— START RECORD EXCERPTS —

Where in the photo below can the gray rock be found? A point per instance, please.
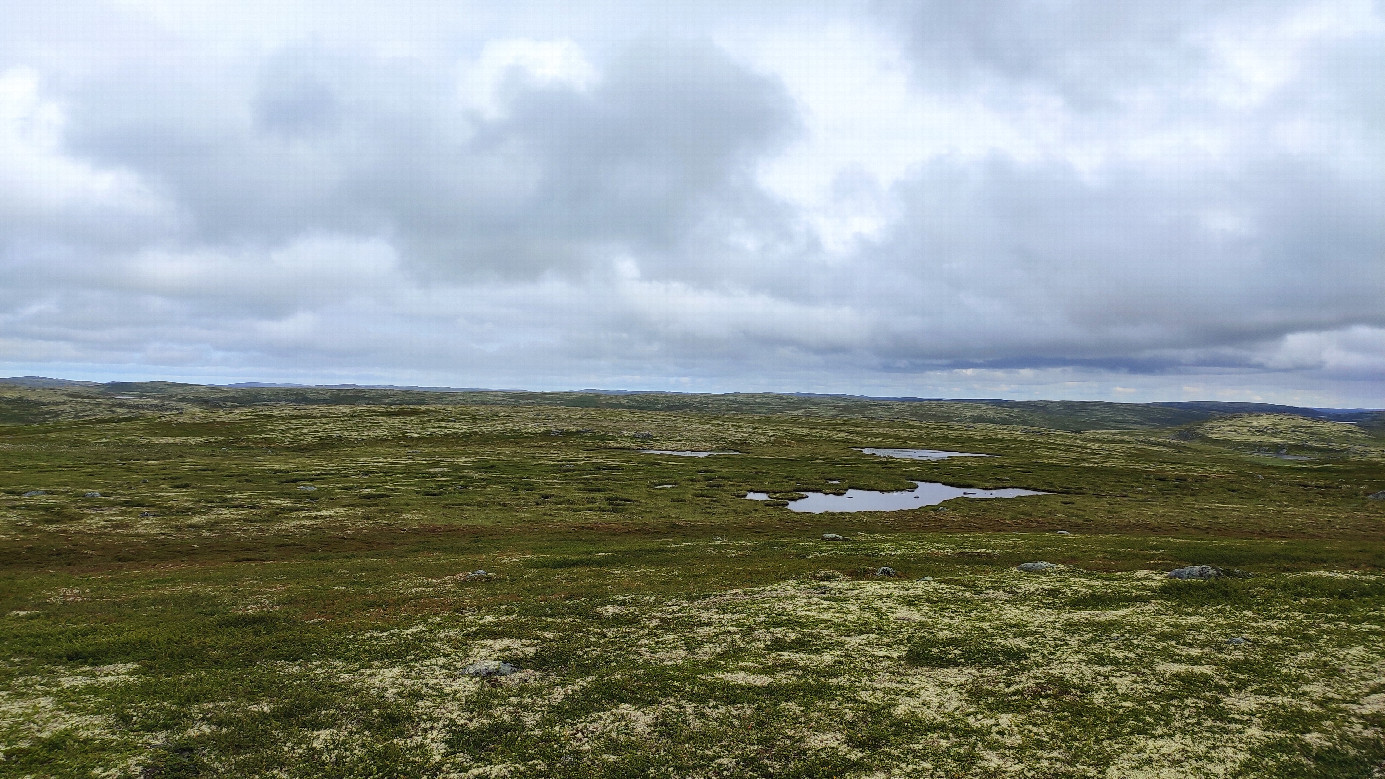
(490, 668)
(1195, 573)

— END RECORD EXCERPTS —
— START RECORD EXCERPTS —

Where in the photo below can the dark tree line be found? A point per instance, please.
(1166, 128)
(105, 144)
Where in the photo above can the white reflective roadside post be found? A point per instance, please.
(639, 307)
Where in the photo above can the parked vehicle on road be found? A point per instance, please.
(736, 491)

— END RECORD EXCERPTS —

### REQUEST
Give as a Markdown table, with the columns "No." and "Text", the lines from the line containing "Where in the photo below can the gray" up to and including the line containing "(1195, 573)". Number each line, omit blank lines, and leave the pictures out.

### RESULT BELOW
| No. | Text |
|---|---|
| 1 | Where in the photo below can the gray rock be found? A point per instance, please. |
| 2 | (490, 668) |
| 3 | (1195, 573) |